§ **TASK INSTRUCTIONS**: Nothing may be left out of the listing below but its images; repeat the rest exactly.

§ **SUPPLIED ENTRIES**:

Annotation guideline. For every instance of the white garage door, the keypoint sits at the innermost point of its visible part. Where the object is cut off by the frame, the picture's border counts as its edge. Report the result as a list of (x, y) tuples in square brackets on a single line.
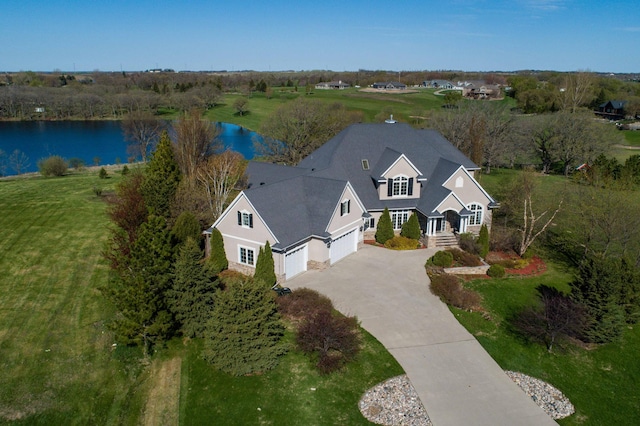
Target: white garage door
[(344, 245), (295, 262)]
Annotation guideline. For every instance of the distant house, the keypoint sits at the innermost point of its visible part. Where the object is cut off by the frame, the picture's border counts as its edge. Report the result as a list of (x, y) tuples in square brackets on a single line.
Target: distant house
[(612, 110), (318, 212), (390, 85), (332, 85)]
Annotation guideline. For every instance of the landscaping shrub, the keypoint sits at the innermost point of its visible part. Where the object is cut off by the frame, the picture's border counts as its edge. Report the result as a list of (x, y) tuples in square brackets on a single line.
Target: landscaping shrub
[(333, 337), (469, 243), (496, 271), (483, 241), (442, 258), (384, 230), (303, 302), (52, 166), (401, 243), (450, 291), (411, 228), (462, 258)]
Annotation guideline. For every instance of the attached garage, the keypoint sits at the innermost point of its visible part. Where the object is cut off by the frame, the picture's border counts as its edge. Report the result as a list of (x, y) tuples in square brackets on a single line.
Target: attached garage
[(344, 245), (295, 262)]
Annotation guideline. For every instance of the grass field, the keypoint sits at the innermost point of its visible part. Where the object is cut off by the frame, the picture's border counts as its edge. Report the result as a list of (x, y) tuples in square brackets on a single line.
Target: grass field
[(56, 353)]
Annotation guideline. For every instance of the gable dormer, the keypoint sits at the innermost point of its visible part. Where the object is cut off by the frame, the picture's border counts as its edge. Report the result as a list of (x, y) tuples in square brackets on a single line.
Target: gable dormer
[(396, 176)]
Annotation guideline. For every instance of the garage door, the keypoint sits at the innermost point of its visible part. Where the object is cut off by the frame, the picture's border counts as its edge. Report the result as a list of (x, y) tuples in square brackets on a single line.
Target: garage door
[(344, 245), (295, 262)]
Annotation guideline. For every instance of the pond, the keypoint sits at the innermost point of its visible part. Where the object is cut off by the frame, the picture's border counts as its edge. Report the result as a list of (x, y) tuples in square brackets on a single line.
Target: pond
[(95, 142)]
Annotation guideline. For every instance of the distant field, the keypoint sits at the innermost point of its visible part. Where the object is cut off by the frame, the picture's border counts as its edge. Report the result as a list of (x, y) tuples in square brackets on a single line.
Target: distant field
[(58, 362)]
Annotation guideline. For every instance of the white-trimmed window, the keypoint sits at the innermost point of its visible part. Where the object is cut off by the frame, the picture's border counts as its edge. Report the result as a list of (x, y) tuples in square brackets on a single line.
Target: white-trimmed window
[(345, 207), (476, 217), (245, 219), (399, 217), (246, 256)]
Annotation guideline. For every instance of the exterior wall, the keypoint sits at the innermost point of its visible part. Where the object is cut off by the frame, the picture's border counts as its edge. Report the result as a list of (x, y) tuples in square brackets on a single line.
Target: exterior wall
[(402, 167)]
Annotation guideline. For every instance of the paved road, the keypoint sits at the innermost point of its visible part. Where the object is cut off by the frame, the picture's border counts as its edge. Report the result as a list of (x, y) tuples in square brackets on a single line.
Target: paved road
[(458, 382)]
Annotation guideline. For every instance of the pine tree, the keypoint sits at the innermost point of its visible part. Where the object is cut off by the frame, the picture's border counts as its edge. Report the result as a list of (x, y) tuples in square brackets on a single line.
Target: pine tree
[(244, 332), (217, 261), (191, 295), (162, 177), (411, 228), (139, 290), (483, 241), (265, 266), (384, 230)]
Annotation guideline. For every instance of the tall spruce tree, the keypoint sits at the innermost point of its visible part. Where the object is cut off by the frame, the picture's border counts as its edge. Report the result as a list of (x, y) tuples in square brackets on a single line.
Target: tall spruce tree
[(162, 177), (265, 266), (384, 230), (139, 289), (191, 295), (244, 332), (411, 228), (217, 261)]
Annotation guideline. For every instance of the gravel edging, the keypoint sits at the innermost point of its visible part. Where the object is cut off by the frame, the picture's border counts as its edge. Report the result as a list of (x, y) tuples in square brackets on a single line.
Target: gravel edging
[(396, 402)]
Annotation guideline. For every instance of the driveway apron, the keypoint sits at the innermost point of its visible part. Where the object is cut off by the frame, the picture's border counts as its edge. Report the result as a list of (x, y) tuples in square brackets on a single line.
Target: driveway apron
[(456, 379)]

§ **RESPONSE TO THE EXERCISE**:
Annotation guideline. For every instance of the white garage door, the keypoint sits at the innermost point of its visible part. Where the object is cut off by the frame, the picture's border counts as its edge. Report the result as a list of (x, y) tuples in square brackets on a single line.
Target: white garage door
[(344, 245), (295, 262)]
Annotation guideline. For every instance of the distant house, the keypoint sits at the innermost point of its visible part. Where the object is cut off by the frame, the picture's border counts as its edge. Report the result as a list of (x, y) tuples in square brackets on a single line.
Target: distant house
[(612, 110), (318, 212), (390, 85), (332, 85)]
Annotation guideline. For every instance of the landscaping shrub, the keypoint sits at the innermost point of its visible part. Where the object is cut off by the frame, the picture's border counts as its edge. Report the result as a list of (x, y) tuples in square brackets on a single line.
Target: landscaping shrub
[(333, 337), (469, 243), (496, 271), (483, 241), (442, 258), (384, 230), (303, 302), (52, 166), (401, 243), (450, 291), (411, 228), (462, 258)]
Annotation guideline. For every instance of the attached garage, the keypoint sits at the innermost point of its visible part. Where the object is cut off by the frame, the picture's border counts as its edge. Report the result as a list of (x, y) tuples in square brackets on a single line.
Target: attached garage
[(344, 245), (295, 262)]
Annotation guideline. For every instance of the grass field, the keypoint sits at the innermost point of its visible part. Where the object is cut off by the frame, the picture's border counts as its edge. Report the result as a list of (x, y) tuples in square brackets on a single line.
Target: grass field
[(56, 353)]
Annotation guideline. For every instance of the gable dormer, the keypoint sits at the innermost point of its visible part. Where the object is cut off by the frame, the picture's border counts as its edge. Report the result as a list of (x, y) tuples in square brackets on a single line.
Target: gable dormer
[(396, 176)]
Annotation guideline. For every instance of the garage door, the keypoint sits at the innermost point of its visible part. Where the object is cut off by the frame, the picture's border counts as its edge. Report the result as a list of (x, y) tuples in square brackets on a single line.
Target: garage door
[(344, 245), (295, 262)]
Annotation guideline. For every instance of the pond, the keypoint sits at the innermost point of its visible part. Where the object is cut off by the frame, the picture's border counts as its edge. Report the result as a list of (x, y) tuples in square brackets on a single line.
Target: pond
[(95, 142)]
Annotation guideline. For every instance of the distant field, the keypoint sits at the innermost point of its visible part. Where the object is cut off by the frame, the picture's border counts as its edge. Report the result as a list of (x, y) tuples in square brackets on a single line.
Target: distant field
[(58, 362)]
Annotation guideline. For every instance of the white-trimmed window, the keypoint sits at the innermost point of its visible part. Where the object is cut off by the frame, the picture's border counts as its edge. Report the result as a list of (x, y) tuples in square brackets on a single line.
Target: white-trimmed window
[(345, 207), (476, 217), (245, 219), (399, 217), (246, 256)]
Annotation guideline. For every instance of the exterior wall, the keypoint sits at the innermost point of its visible part. Where the object is cut off by the frame, the picture's border counts as its edge. Report the result as a list of (x, y) tuples in square brackets on a single line.
Target: exterior wall
[(402, 167)]
Annotation guideline. For every instance of the paved road, the keypoint sits at the innermost point of its visible part. Where the object is cut off by the frame, the picture's border counts as its edge. Report the result as a list of (x, y) tuples in square brackets on a single line.
Target: paved road
[(458, 382)]
Annotation guideline. For every instance of the pine tree, the keypoint sits at the innermost point of its visible part. Where the object is cut off by the frame, the picture's border counts as its edge. Report the result as a list of (x, y) tuples in square brackets on a single line.
Target: pine tree
[(244, 332), (217, 261), (191, 295), (162, 177), (411, 228), (139, 290), (483, 241), (265, 266), (384, 230)]
Annotation guideline. For every instance of the tall spruce tree, the keypoint sits at the innermost point of its visible part. Where the object is cut off by the frame, the picture's border counts as its edge. Report the result as a list of (x, y) tuples in square brackets on a single line.
Target: tall spruce tree
[(162, 177), (265, 266), (384, 230), (139, 289), (191, 295), (244, 332), (411, 228), (217, 261)]
Annotation guideline. For every instance of the gravel edging, the keypoint sits at the innermost point of its visible part. Where the object is cut off by the frame, the picture's border counts as its edge. Report the result as a list of (x, y) tuples in square brackets on a single line.
Target: gravel edging
[(396, 402)]
Annotation guideline. For every instance of the driveway apron, the keypoint sits at the innermost point of its visible part. Where the object is cut off by the frame, the picture's border counts as its edge. Report the result as a list of (x, y) tuples in square brackets on a single line.
Target: driveway apron
[(456, 379)]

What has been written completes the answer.